## [WORK INSTRUCTION]
The pictures must be left out, while the rest of the data is copied exactly.

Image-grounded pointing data
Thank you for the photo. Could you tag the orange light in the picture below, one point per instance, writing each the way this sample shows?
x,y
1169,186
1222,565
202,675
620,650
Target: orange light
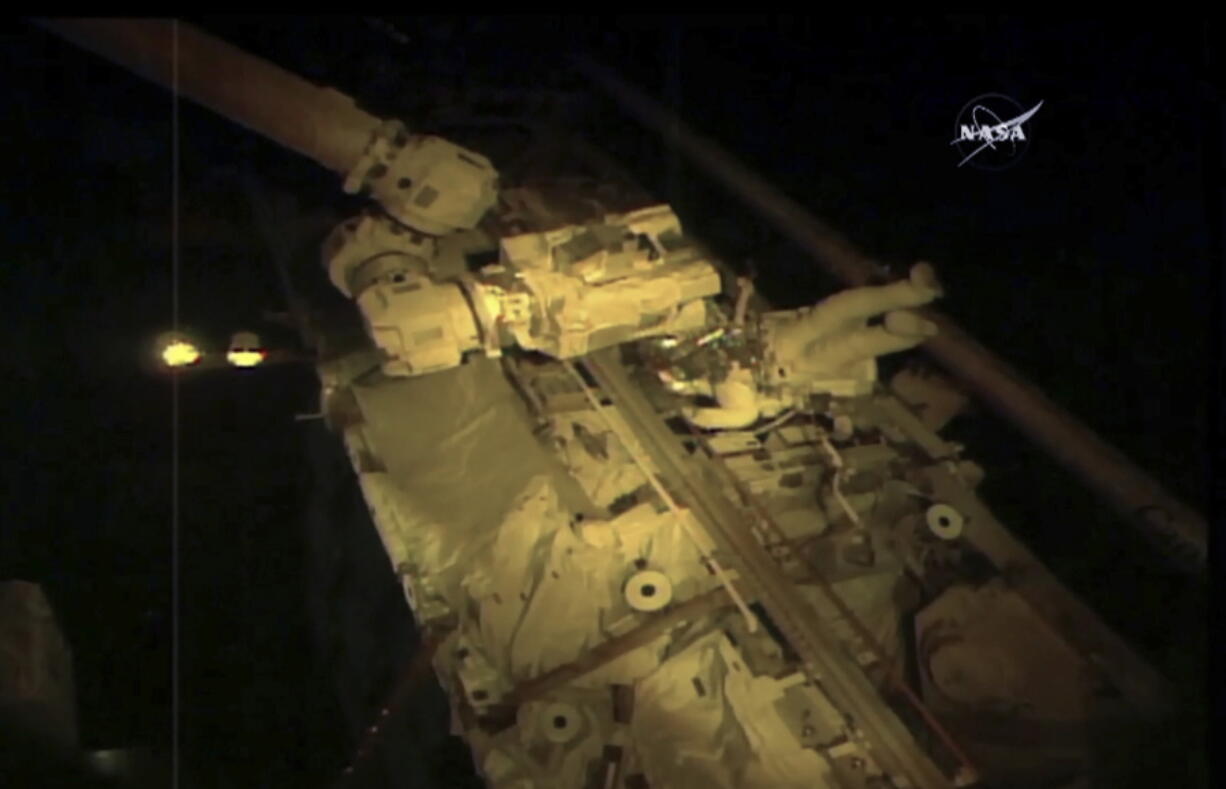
x,y
245,358
179,353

## [ANSWER TO THIS TASK]
Thank you for the photo. Could you tag the orange light in the picture below, one point per instance, writing each the way this sample shows?
x,y
1169,186
1222,565
202,675
620,650
Target: orange light
x,y
245,358
179,353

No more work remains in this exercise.